Given passage
One. Thousand. Calls. To:  insurance lady, bank lady, electric lady, propane guy, dirt guy, basement guy, road guy,

and junk removal guy…

Yup. He’s one of our guys.

Because you know how on every farm or ranch there is an old car graveyard? You didn’t? Oh, well on every farm or ranch there is a place where old cars, pickups, tractors, augers and lawnmowers go to their semi-final resting place.

And I say semi-final because eventually, even if it is nearly sixty years later, some naive relative of the home place will want to build a house in that grave yard…and then, if they don’t want old car lawn ornaments, it is their responsibility to find them a forever home.

So in between frolicking, chasing cows, thinking about flooring, working, eating freezy pops and watching bad chick flicks, a made a few calls…

Turns out it’s not so easy finding someone to drive to the middle of nowhere to pick up old stuff you don’t want anymore. But I found someone. He’s coming on Monday.

And in the meantime we had to clear way for the road.

So out came the old red tractor, that, by some miracle has avoided the junk pile yet another year…and out came the nostalgia.

Goodbye old brown Dodge Ram. I remember when pops brought you home. I remember when you were our fancy pickup. I remember how I used to scream in frustration at your sticky gears as pops walked away from our red faced stick-shift driving lesson. I hated you then.

But loved you so when you took me to my first high school rodeo, the one where I rode pops’ ranch horse through the barrel pattern and then tied her up to the trailer only to find she got loose and was running down the highway. I remember when pops retired you to bale-loader pickup when he purchased his fancy blue and white Ford with the tiny back seat. I remember when he took the box off you, geared you up with a winch and took you off road to feed calves and go fencing. I left for college and you were running like a champ.

I came back and you were here.

Rest easy brother.

Goodbye replacement Dodge. In my life you never really did run very well. I remember watching as pops’ head popped up over the hill, walking home after you stranded him in the field. He was determined to get you running, but somehow the only way was to keep you revved, floored, and never stop.

Pops would get your motor started again by some act of God and take off over the bumps and clay buttes whooping and hollering with the windows rolled down, only to find that you failed to start the next morning. You brought him to such lows and such highs, but I see it didn’t end well for you. You will be taking your last trip up the hill tonight.

Entries taken from a collection:
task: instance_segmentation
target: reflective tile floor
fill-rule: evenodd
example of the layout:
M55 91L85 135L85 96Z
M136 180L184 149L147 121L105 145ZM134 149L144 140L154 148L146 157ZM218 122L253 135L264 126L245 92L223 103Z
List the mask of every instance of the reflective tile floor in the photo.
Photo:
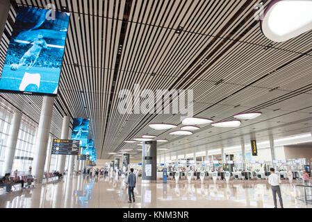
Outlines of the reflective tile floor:
M0 189L0 207L240 207L272 208L270 186L265 184L201 185L157 183L137 185L136 203L128 203L122 182L82 176L6 194ZM311 207L295 198L293 185L281 186L284 207Z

Exercise instructions
[a] Reproduce the passage about the old farm vehicles, from "So in between" up to and including "for the road.".
[b] In the passage about the old farm vehicles, what day is the junk removal man coming?

Answers for the exercise
[a]
So in between frolicking, chasing cows, thinking about flooring, working, eating freezy pops and watching bad chick flicks, a made a few calls…

Turns out it’s not so easy finding someone to drive to the middle of nowhere to pick up old stuff you don’t want anymore. But I found someone. He’s coming on Monday.

And in the meantime we had to clear way for the road.

[b] He is coming on Monday.